How to Recognize a Scholarly Article

Scholarly Articles

A scholarly article is subjected to a very different publication process in comparison to an article published in a popular journal, such as Newsweek, or Popular Science. If you look at a paper copy of a scholarly journal, there are a few things that you might notice.

Here are three things that are especially important when deciding if an article is scholarly: 

  • The author has heavily cited their sources; you will find a long list of "references," "works cited," or a "bibliography" following the article.
  • The article will generally be between 8-40 pages long. If you find a one- or two-page article, there's a good chance that it's a book review.
  • The author's name will be included. If you look up the author's name, you should be able to find more information about them and get an idea of whether or not they are experts in their field.

Other things to look for:

  • Scholarly articles often begin with an abstract or summary
  • The article will include a publication date.
  • The article will include a review of other literature that has already been published. Often this section of the article will be titled "Literature Review" or "Review of the Literature."
  • Scholarly articles usually don't include many photos or images other than images referred to in the text or tables and graphs depicting research results.
  • Scholarly articles contain in-depth research and substantive information (this is why they tend to be long)

What's Peer Review?

After being received by a journal editor, a scholarly article is submitted to researchers with some expertise in the field.  The researchers, referred to as "peer reviewers," will read the article and provide feedback to the editor regarding the merits of the article. The peer reviewers may recommend that additional research be conducted, or for the article to be revised. The peer reviewers may point out areas of error, and in some cases, may even suggest that the article not be published at all. Generally, the author will have the opportunity to revise the paper, correcting any ambiguous or misleading information. The peer review process is expected to improve the quality of the article and is really an opportunity for the author to receive feedback and suggestions from other researchers.

Useful Journals

There are several journals that publish studies in forensic anthropology. Here is a sample of some of these journals available at the WSU Libraries:

Remember, this isn't a complete list! Your professor can recommend other journals that might be useful, and you will find others as you do searches on your topic.

Getting Articles In Search It

screenshot of Search It filters with Peer Reviewed and WSU Online Resources highlightedAfter you do a search in Search It, you can use the facets on the left side of the screen to limit your search to articles.

  • For scholarly articles, click on "Peer-Reviewed Articles"
  • For Articles available online, use "WSU Online Resources"

You can use more than one facet at once.


Once you see an article that looks like it might be useful, click on the title to see more information. This should open up a record for the article.

Sample Search It article record

If you see "full text available," you know this is an article you can get online through WSU.

You can use the "Download PDF" link to get to the full text of the article. Not all articles in Search It have this link, but most do.

* _GIVEN ENTRIES_:
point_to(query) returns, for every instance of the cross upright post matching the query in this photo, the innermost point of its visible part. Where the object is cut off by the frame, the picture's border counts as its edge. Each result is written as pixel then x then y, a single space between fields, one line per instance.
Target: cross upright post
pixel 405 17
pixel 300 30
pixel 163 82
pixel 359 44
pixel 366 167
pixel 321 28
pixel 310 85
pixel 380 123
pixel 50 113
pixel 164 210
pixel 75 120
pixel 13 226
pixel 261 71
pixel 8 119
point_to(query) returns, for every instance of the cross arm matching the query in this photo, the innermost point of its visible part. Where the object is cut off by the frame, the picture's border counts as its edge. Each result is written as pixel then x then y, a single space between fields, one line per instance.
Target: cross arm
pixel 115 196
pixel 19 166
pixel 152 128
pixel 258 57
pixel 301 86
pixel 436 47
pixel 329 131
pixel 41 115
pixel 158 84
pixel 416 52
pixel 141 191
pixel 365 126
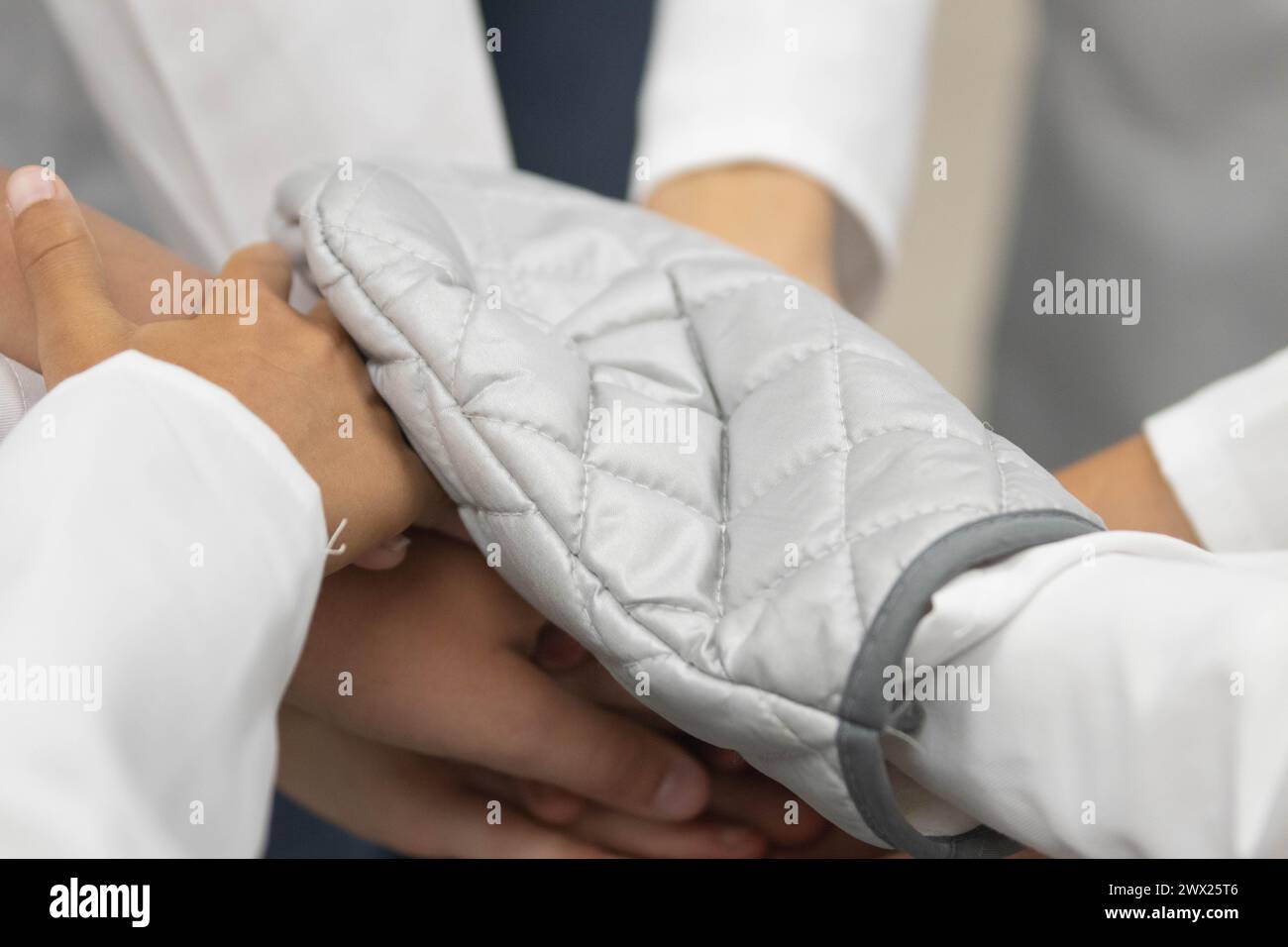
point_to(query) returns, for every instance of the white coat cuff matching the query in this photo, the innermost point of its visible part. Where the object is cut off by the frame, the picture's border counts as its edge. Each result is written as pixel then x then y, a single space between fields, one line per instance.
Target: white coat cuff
pixel 1224 451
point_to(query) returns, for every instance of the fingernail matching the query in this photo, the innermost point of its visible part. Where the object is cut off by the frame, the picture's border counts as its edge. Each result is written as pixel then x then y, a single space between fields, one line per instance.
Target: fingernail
pixel 684 789
pixel 29 185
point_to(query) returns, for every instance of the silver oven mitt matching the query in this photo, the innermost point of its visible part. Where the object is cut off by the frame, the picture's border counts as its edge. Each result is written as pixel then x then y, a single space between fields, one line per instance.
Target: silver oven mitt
pixel 730 489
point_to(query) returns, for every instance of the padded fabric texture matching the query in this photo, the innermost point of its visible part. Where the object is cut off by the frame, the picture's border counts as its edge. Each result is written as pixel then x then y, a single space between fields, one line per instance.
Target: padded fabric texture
pixel 734 556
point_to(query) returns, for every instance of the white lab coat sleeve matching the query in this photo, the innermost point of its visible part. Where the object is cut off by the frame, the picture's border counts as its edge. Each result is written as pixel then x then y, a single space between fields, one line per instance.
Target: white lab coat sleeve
pixel 1224 451
pixel 160 556
pixel 1133 706
pixel 831 88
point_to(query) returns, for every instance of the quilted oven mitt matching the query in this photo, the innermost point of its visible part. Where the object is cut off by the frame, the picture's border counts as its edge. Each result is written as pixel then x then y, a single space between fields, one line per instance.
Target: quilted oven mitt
pixel 730 489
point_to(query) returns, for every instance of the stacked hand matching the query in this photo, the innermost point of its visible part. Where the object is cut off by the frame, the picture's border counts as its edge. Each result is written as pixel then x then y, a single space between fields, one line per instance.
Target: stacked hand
pixel 432 709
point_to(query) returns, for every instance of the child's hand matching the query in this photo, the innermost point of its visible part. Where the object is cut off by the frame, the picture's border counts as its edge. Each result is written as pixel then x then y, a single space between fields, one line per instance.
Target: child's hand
pixel 428 806
pixel 300 375
pixel 434 656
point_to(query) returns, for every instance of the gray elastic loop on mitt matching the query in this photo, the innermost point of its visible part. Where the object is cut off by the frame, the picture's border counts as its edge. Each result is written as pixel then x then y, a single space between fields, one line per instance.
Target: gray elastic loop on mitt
pixel 866 714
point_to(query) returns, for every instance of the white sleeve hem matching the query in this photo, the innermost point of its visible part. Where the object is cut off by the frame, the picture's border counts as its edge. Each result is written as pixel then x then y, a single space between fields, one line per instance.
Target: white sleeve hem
pixel 1224 451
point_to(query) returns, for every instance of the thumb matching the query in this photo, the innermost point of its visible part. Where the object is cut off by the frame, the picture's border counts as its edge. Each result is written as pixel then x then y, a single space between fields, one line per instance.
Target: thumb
pixel 76 325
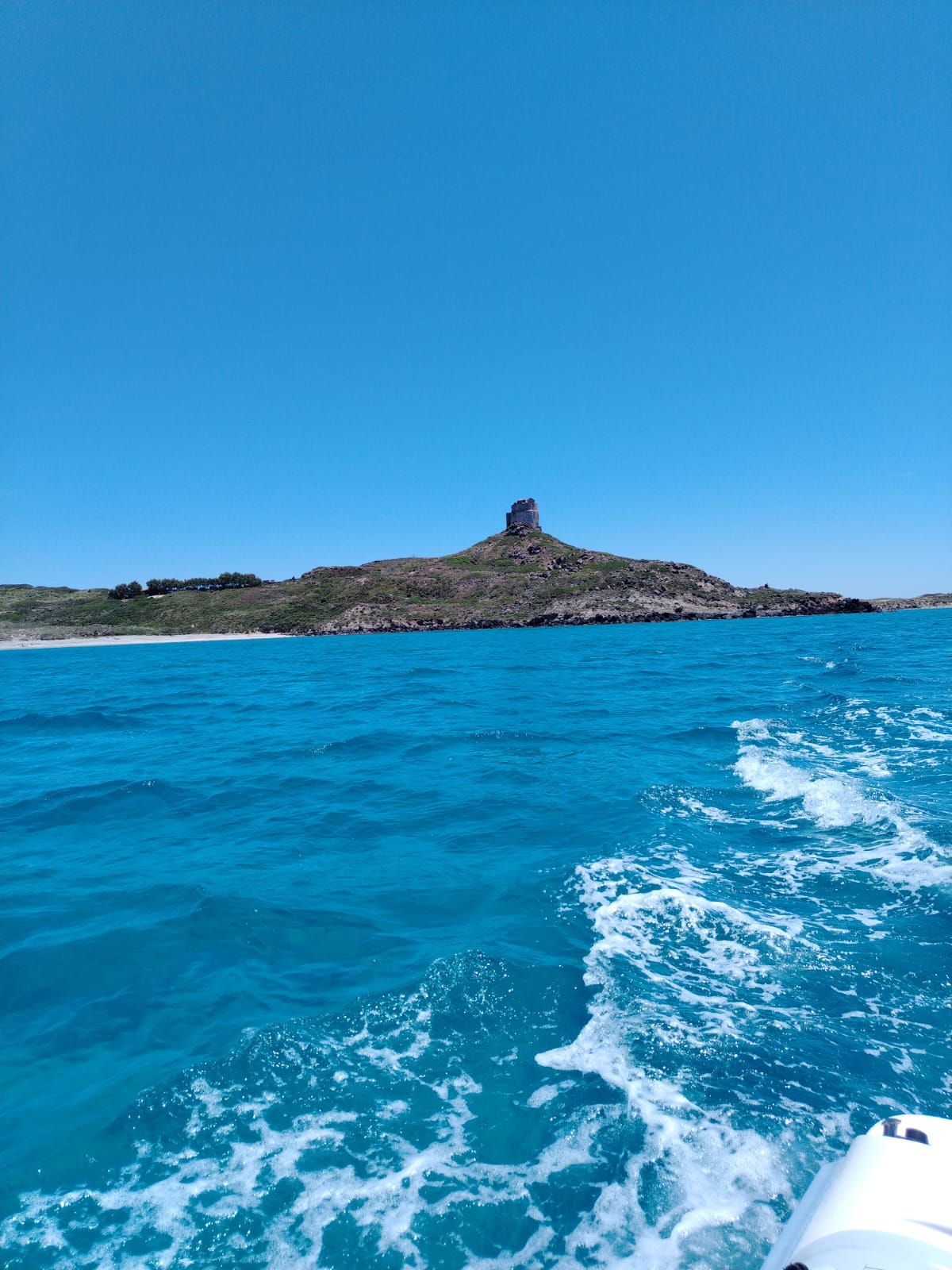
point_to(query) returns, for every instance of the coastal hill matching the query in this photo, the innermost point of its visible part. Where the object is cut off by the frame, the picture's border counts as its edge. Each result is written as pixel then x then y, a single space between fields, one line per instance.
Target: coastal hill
pixel 520 577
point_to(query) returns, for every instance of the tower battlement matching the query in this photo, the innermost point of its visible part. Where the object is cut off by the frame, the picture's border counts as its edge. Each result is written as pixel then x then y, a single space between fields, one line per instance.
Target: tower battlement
pixel 524 512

* _ACTIONS TO TAKE_:
1. Return the part of the guide on recognizing scholarly articles that begins at the words "After being received" and ends after the words "from other researchers.".
2. According to the guide on recognizing scholarly articles, how long is a scholarly article generally?
3. Continue the guide on recognizing scholarly articles, starting after its last sentence.

* _ANSWERS BY TASK_:
1.
After being received by a journal editor, a scholarly article is submitted to researchers with some expertise in the field.  The researchers, referred to as "peer reviewers," will read the article and provide feedback to the editor regarding the merits of the article. The peer reviewers may recommend that additional research be conducted, or for the article to be revised. The peer reviewers may point out areas of error, and in some cases, may even suggest that the article not be published at all. Generally, the author will have the opportunity to revise the paper, correcting any ambiguous or misleading information. The peer review process is expected to improve the quality of the article and is really an opportunity for the author to receive feedback and suggestions from other researchers.

2. It is generally between 8 and 40 pages long.

3.
You can also get to the full text by using the links in the Access Options section of the record. You may see more than one link. If that happens, you should be able to use either one to get to the full article.


Finding Articles in Databases

Not all of the articles you have access to through WSU will shop up when you do a search in Search It. Databases might be more useful if you are specifically looking for articles. WSU has access to hundreds of databases, but here are a few recommendations for your Anthropology 203 research:


JSTOR is a very useful database that contains works from scholarly publications. If you want a scholarly article and want to be able to easily and quickly access the full text, try searching JSTOR. Remember, though, that the most current research (1, 3, or 5 years worth, depending on the journal) may not be available through JSTOR. 


Anthropology Plus

This is a database that includes anthropology and Archaeology research publications. Not everything is immediately available in full text, but muchof it is.


Academic Search Complete

Not everything in Academic Search Complete is available in full-text, but most of it is. This database covers publications from many fields of study, including Anthropology, Psychology, and the sciences. If you use Academic Search Complete, remember that it includes many popular sources like newspaper articles as well as scholarly sources.

Requesting Articles

If you find an article in a database or in Search It, but it isn't available online through the WSU Libraries, you can request the article and we will work to get it from another library for you.

Because article requests re usually filled by sending PDFs instead of by using the mail, they are usually filled much more quickly than requests for books.

Requesting articles is done by using your Illiad account. If you haven't used Illiad before, you will be asked to fill out some contact information the first time. After that, your information and preferences will be saved for you so that the next time you place a request it's much quicker and easier.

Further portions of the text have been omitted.